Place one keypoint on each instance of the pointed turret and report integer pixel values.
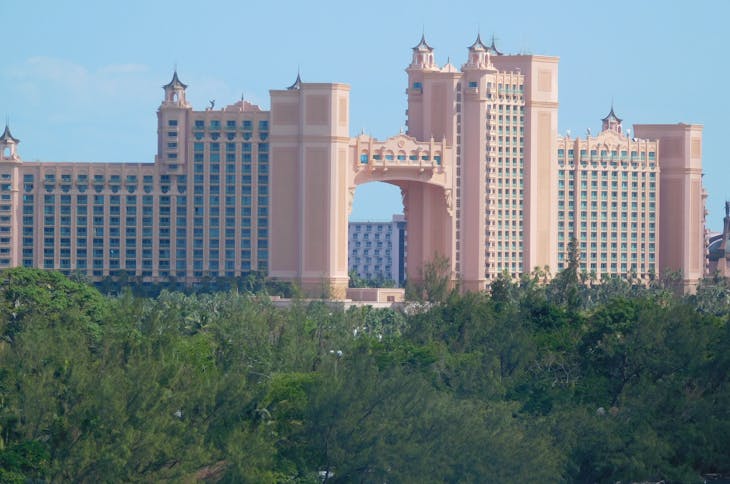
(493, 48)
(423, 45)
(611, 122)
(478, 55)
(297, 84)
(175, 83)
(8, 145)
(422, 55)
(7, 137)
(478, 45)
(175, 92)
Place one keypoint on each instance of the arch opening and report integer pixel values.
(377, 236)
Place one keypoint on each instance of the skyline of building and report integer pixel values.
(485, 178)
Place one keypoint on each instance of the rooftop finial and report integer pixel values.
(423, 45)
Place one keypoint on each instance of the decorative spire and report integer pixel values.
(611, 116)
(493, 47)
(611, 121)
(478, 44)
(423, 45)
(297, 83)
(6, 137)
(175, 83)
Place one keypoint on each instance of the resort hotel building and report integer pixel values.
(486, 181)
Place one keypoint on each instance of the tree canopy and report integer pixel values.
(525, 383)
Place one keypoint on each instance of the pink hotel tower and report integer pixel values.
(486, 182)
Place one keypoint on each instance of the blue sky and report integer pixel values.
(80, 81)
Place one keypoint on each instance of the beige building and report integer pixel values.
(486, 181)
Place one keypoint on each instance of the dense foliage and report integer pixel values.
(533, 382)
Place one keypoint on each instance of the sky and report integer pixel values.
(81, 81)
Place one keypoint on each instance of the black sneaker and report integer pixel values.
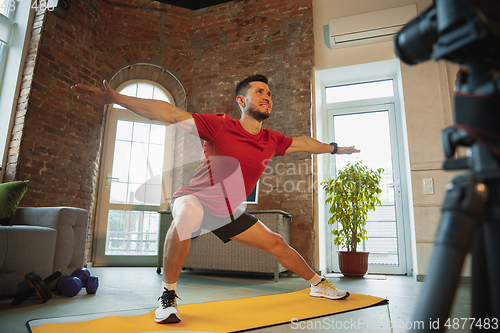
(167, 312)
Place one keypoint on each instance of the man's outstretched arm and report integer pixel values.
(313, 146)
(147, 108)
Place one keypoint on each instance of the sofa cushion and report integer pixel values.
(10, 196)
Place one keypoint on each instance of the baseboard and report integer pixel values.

• • • • •

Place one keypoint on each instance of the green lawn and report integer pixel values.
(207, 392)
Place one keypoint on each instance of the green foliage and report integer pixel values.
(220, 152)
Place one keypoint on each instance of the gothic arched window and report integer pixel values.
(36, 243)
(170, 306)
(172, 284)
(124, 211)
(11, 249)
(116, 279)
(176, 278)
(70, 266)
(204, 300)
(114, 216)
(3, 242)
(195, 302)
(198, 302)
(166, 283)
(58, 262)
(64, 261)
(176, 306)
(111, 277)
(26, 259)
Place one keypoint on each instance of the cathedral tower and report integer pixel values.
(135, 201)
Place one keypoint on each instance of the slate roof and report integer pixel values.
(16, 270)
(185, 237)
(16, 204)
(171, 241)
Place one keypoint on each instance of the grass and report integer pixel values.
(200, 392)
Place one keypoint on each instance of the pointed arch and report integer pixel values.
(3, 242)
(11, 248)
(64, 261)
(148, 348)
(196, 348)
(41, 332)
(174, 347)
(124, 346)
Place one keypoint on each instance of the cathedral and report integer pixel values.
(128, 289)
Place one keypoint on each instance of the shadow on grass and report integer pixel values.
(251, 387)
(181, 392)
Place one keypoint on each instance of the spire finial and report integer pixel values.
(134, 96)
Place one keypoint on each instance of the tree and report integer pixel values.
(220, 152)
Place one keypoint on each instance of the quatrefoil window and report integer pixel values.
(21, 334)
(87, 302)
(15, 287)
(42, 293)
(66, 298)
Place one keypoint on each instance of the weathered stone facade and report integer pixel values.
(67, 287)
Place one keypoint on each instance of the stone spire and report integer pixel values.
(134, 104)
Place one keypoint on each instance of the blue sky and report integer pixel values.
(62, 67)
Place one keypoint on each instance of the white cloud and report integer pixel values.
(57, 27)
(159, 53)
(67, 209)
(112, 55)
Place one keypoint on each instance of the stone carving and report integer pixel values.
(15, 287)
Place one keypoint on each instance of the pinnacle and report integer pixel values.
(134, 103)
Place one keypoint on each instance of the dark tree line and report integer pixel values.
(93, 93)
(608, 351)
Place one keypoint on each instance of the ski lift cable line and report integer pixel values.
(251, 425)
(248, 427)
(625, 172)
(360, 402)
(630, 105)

• • • • •

▶ Task prompt
The data above holds the lines to copy: start at the one with "Place one keypoint on each instance of the resort", stop at the one with "Place one keypoint on each instance of the baseboard", include both, copy them exactly without pictures, and copy nothing else.

▶ Output of the task
Place one keypoint on each instance of the resort hotel building and report integer pixel values.
(486, 181)
Place one keypoint on each instance of the tree canopy and report integer pixel values.
(525, 383)
Place one keypoint on each instance of the pink hotel tower and report integer pixel values.
(486, 182)
Place one keypoint on each instance of the blue sky and report integer pixel values.
(80, 81)
Place one keypoint on each instance of the beige building and report integer pixel values.
(486, 181)
Place one keypoint on each instance of the dense foliage and report integer pixel values.
(533, 382)
Place one keypoint on each instance of the sky and report integer pixel values.
(81, 81)
Place one keypoint on each instance of the black sneaker and report integer pixel values.
(167, 312)
Place one keypoint on each instance of the man's outstretched arm and report integer pixel values.
(313, 146)
(147, 108)
Place one keypoint on each instance of the sofa cushion and report integer pixel values.
(10, 196)
Place one keypoint on each instance of the baseboard and report integer pixel values.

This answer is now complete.